**SET PROBLEM**
Reproduce nothing but the closing run of lines: the line with "GET /detect?q=cornice" and each line that follows it to the end of the data.

(Some records)
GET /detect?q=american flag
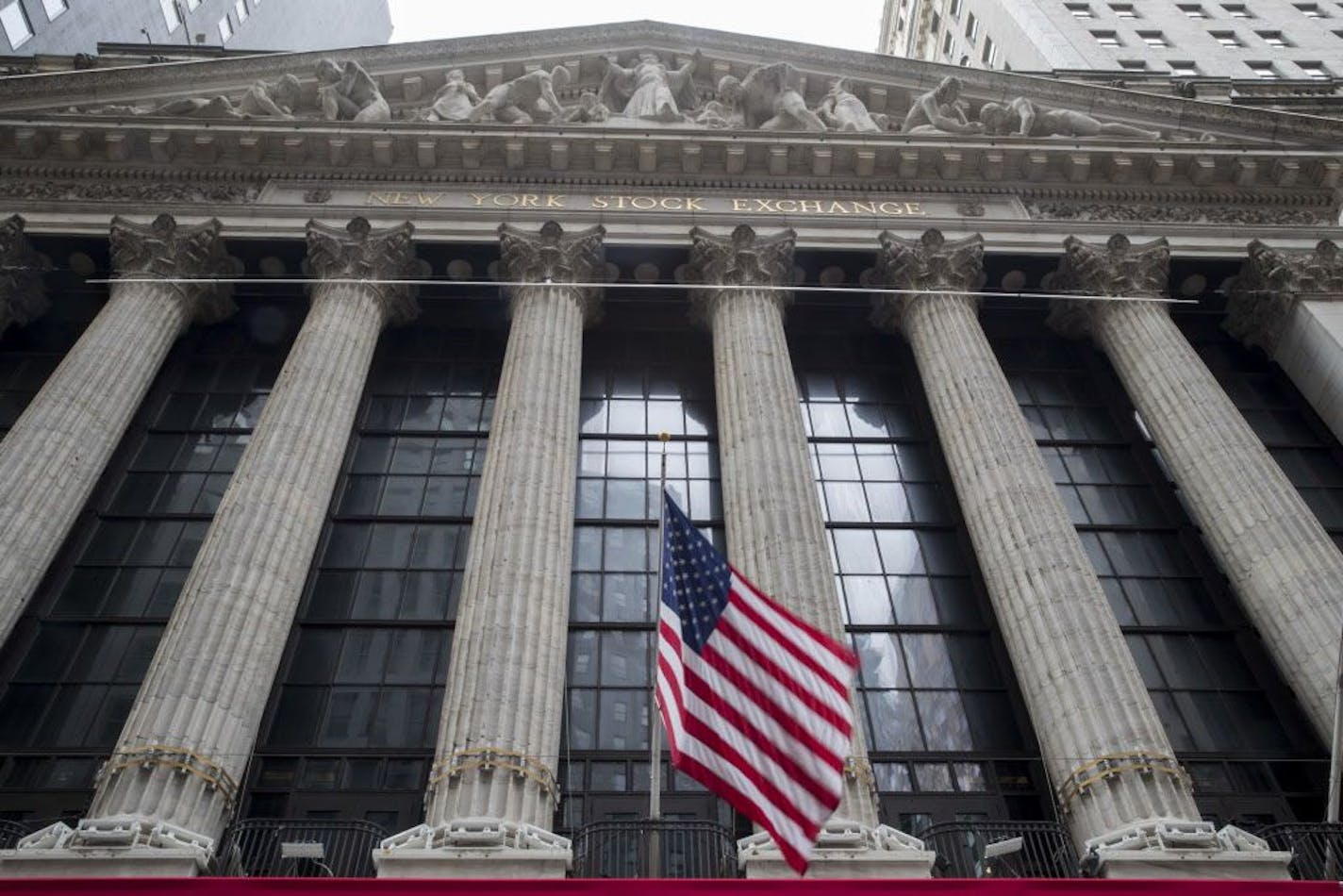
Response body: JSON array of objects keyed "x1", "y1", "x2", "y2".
[{"x1": 656, "y1": 493, "x2": 858, "y2": 874}]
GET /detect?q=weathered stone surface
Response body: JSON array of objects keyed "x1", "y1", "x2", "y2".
[
  {"x1": 379, "y1": 222, "x2": 605, "y2": 876},
  {"x1": 688, "y1": 225, "x2": 877, "y2": 825},
  {"x1": 76, "y1": 219, "x2": 416, "y2": 859},
  {"x1": 1053, "y1": 230, "x2": 1343, "y2": 743},
  {"x1": 873, "y1": 231, "x2": 1200, "y2": 846},
  {"x1": 0, "y1": 215, "x2": 237, "y2": 653},
  {"x1": 0, "y1": 215, "x2": 51, "y2": 336}
]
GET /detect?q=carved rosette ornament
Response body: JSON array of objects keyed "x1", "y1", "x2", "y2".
[
  {"x1": 1223, "y1": 240, "x2": 1343, "y2": 355},
  {"x1": 110, "y1": 213, "x2": 243, "y2": 324},
  {"x1": 1049, "y1": 234, "x2": 1171, "y2": 339},
  {"x1": 0, "y1": 215, "x2": 51, "y2": 333},
  {"x1": 498, "y1": 221, "x2": 607, "y2": 326},
  {"x1": 870, "y1": 230, "x2": 985, "y2": 332},
  {"x1": 307, "y1": 218, "x2": 428, "y2": 326},
  {"x1": 680, "y1": 224, "x2": 798, "y2": 320}
]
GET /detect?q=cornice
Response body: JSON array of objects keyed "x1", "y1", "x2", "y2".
[{"x1": 0, "y1": 22, "x2": 1343, "y2": 146}]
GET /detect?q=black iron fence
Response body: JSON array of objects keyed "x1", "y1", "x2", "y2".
[
  {"x1": 573, "y1": 818, "x2": 738, "y2": 877},
  {"x1": 1258, "y1": 821, "x2": 1343, "y2": 880},
  {"x1": 920, "y1": 821, "x2": 1080, "y2": 877},
  {"x1": 215, "y1": 818, "x2": 389, "y2": 877}
]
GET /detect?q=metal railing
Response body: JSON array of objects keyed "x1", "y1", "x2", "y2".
[
  {"x1": 0, "y1": 820, "x2": 32, "y2": 849},
  {"x1": 920, "y1": 821, "x2": 1081, "y2": 877},
  {"x1": 216, "y1": 818, "x2": 389, "y2": 877},
  {"x1": 573, "y1": 818, "x2": 738, "y2": 878},
  {"x1": 1257, "y1": 821, "x2": 1343, "y2": 880}
]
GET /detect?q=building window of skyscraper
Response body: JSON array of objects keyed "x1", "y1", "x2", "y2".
[
  {"x1": 0, "y1": 0, "x2": 32, "y2": 50},
  {"x1": 158, "y1": 0, "x2": 181, "y2": 34}
]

**OUTPUT FOR THIS TASK**
GET /detect?q=cornice
Response body: JSON array of objects keyed "x1", "y1", "x2", "y2".
[{"x1": 0, "y1": 22, "x2": 1343, "y2": 146}]
GET /detect?q=black iron fence
Response body: JSON array of objects keyed "x1", "y1", "x2", "y2".
[
  {"x1": 573, "y1": 818, "x2": 738, "y2": 877},
  {"x1": 1258, "y1": 821, "x2": 1343, "y2": 880},
  {"x1": 920, "y1": 821, "x2": 1080, "y2": 877},
  {"x1": 215, "y1": 818, "x2": 389, "y2": 877}
]
GET /detect?q=metal railing
Response body: JSON array of objects keyed "x1", "y1", "x2", "y2".
[
  {"x1": 0, "y1": 820, "x2": 32, "y2": 849},
  {"x1": 920, "y1": 821, "x2": 1081, "y2": 877},
  {"x1": 216, "y1": 818, "x2": 389, "y2": 877},
  {"x1": 573, "y1": 818, "x2": 738, "y2": 878},
  {"x1": 1257, "y1": 821, "x2": 1343, "y2": 880}
]
GET /detect?q=building window of skyscraper
Response body: JSON array of objects keyed "x1", "y1", "x2", "y2".
[
  {"x1": 0, "y1": 0, "x2": 32, "y2": 50},
  {"x1": 158, "y1": 0, "x2": 181, "y2": 34}
]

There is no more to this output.